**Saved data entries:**
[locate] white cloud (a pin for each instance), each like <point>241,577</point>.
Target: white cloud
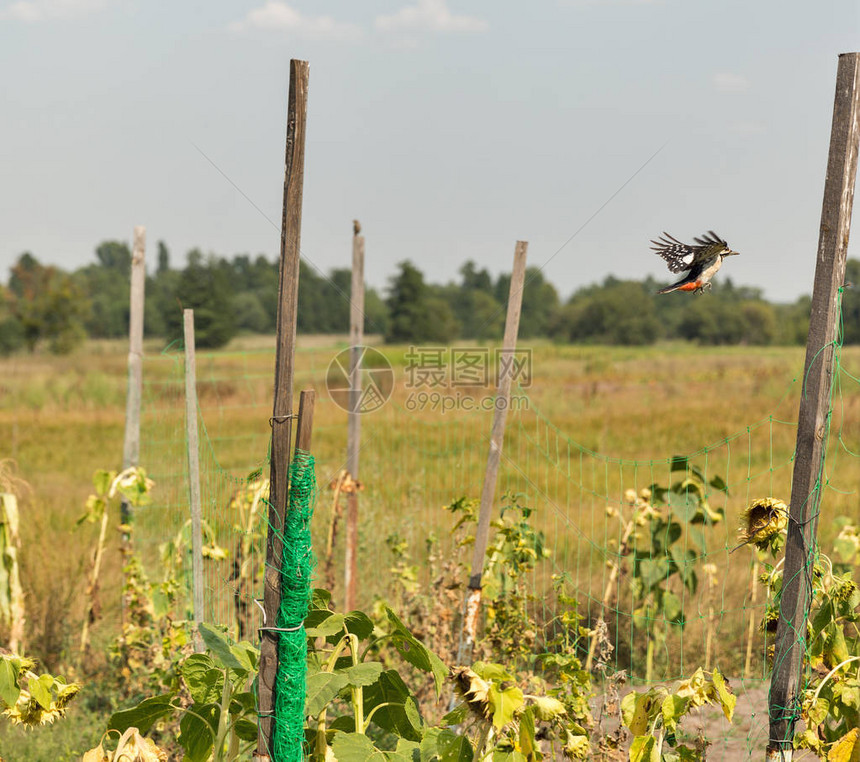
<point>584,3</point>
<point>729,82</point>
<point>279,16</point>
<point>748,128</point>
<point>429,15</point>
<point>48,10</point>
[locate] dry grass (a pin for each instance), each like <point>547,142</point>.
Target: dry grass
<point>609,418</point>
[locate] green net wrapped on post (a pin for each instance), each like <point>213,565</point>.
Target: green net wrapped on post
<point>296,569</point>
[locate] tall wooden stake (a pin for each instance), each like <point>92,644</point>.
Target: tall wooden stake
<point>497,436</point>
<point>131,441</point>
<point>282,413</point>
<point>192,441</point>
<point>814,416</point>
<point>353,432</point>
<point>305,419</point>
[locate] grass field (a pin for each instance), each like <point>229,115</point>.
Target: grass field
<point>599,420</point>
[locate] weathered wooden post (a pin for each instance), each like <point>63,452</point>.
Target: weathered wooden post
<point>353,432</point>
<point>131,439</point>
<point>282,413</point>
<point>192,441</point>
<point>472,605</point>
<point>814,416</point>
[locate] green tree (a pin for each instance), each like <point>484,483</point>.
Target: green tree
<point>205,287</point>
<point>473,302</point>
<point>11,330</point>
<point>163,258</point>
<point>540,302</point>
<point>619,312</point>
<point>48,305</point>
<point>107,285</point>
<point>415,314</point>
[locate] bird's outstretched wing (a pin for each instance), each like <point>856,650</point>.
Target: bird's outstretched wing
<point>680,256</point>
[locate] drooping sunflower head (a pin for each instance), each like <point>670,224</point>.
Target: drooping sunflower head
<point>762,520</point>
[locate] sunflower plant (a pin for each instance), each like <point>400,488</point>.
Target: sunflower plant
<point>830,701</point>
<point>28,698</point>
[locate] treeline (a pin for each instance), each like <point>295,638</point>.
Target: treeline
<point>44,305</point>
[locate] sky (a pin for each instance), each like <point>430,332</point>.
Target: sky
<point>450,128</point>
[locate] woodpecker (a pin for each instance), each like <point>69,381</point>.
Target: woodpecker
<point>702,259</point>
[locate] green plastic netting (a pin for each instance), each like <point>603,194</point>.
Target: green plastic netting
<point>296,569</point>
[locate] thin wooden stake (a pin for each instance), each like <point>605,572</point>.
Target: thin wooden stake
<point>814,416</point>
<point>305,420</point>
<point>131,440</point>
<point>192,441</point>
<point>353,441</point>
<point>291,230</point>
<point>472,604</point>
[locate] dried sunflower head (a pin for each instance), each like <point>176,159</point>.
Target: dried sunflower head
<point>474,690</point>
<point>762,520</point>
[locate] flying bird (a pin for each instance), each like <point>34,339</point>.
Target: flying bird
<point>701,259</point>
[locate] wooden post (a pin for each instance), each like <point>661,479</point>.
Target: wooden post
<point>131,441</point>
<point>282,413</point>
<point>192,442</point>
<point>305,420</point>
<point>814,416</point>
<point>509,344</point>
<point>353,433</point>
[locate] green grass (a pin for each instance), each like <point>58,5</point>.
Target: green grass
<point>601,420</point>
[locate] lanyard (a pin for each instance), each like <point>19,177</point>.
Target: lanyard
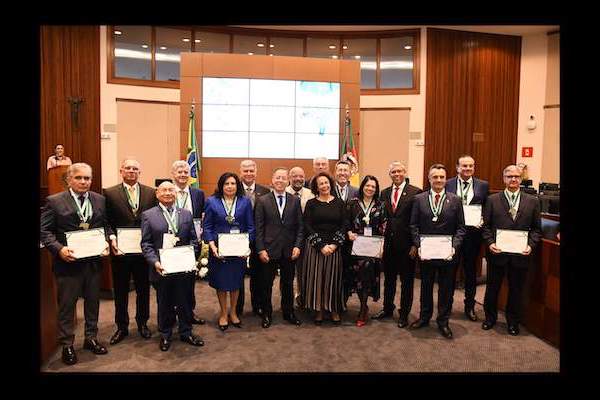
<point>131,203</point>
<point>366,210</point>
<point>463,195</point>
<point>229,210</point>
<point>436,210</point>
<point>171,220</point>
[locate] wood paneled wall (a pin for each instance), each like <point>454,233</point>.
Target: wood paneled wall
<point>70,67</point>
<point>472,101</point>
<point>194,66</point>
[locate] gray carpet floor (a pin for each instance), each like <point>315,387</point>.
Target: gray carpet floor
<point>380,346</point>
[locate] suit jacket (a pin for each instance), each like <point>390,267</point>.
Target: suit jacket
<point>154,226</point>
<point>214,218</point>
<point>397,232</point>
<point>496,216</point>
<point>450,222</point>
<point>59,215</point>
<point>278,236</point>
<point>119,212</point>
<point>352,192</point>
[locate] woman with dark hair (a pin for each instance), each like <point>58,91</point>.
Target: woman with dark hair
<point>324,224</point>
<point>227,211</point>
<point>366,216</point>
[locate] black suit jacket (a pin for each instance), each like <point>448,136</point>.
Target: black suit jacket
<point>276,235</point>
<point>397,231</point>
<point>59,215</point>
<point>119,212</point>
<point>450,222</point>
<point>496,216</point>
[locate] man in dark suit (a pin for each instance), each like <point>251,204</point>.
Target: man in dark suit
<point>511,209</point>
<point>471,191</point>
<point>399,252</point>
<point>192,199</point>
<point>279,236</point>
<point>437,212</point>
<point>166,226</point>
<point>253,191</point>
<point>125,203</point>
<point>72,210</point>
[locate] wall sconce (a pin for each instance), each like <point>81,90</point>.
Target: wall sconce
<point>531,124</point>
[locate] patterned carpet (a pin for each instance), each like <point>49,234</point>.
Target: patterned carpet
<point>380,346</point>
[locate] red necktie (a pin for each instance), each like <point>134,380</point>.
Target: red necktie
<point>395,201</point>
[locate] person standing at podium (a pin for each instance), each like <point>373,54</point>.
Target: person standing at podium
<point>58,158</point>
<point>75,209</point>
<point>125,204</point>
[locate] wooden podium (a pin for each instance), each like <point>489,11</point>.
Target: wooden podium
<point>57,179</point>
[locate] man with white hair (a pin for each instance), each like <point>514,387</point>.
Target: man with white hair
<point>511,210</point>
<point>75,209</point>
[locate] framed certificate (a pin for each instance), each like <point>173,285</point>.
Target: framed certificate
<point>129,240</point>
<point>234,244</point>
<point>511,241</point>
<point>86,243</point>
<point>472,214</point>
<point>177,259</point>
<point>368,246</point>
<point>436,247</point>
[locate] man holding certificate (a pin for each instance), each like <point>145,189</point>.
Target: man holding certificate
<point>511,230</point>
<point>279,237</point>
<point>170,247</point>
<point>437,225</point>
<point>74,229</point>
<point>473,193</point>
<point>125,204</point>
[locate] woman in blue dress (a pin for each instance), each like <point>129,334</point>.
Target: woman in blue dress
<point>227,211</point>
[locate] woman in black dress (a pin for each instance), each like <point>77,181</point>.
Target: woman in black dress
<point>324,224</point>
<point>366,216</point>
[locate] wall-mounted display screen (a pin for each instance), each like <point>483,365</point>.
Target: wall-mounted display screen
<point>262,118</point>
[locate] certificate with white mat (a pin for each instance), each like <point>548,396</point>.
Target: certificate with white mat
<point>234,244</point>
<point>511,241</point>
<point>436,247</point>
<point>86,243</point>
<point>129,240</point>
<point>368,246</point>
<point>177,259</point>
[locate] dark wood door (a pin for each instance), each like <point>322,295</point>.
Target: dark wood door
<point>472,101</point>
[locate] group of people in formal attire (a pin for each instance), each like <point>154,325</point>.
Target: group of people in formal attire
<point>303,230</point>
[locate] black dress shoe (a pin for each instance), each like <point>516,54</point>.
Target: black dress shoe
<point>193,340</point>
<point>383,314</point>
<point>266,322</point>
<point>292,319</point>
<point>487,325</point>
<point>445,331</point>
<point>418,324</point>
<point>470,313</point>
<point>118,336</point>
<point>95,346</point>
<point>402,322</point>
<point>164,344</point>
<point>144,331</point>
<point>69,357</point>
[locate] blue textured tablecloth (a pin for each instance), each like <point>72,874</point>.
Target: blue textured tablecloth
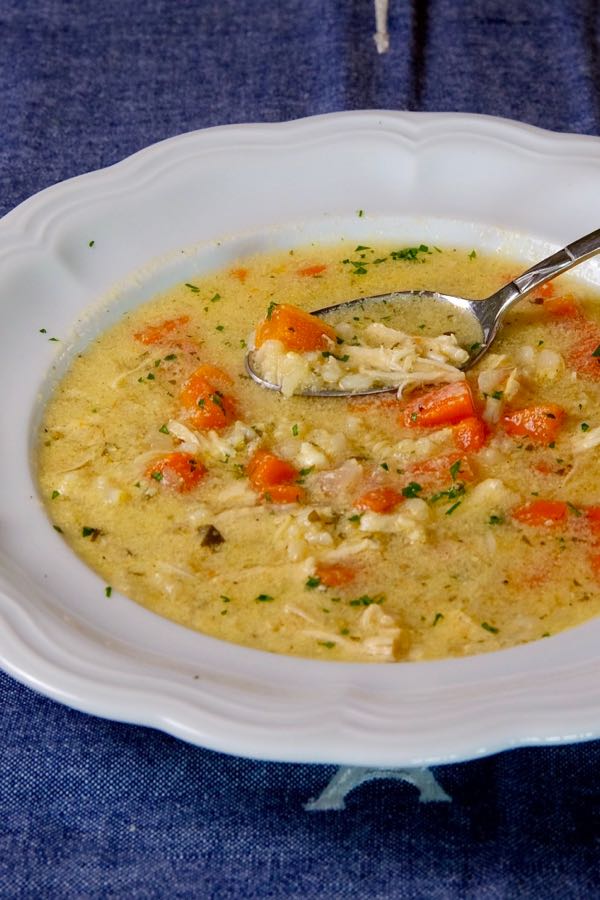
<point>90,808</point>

**Written request:** Copy every line of the rows, from the very first one down to the line that contains "<point>599,420</point>", with both ends included. Leave the pictures out of your copy.

**The solution:**
[locate] white cloud (a pin for each instance), each like <point>241,577</point>.
Target: white cloud
<point>584,3</point>
<point>729,82</point>
<point>279,16</point>
<point>748,128</point>
<point>429,15</point>
<point>48,10</point>
[locate] dry grass (a pin for each instance), each like <point>547,142</point>.
Target: dry grass
<point>609,418</point>
[locate] green net wrapped on post (a pin for each instance), each like <point>213,565</point>.
Target: green net wrapped on post
<point>296,569</point>
[locate] tall wooden stake (a pin for each instance), each like <point>92,644</point>.
Target: tall wooden stake
<point>497,436</point>
<point>131,441</point>
<point>282,413</point>
<point>192,441</point>
<point>814,416</point>
<point>353,432</point>
<point>305,419</point>
[locate] grass field (a pin for each instance), each like <point>229,115</point>.
Target: grass field
<point>599,420</point>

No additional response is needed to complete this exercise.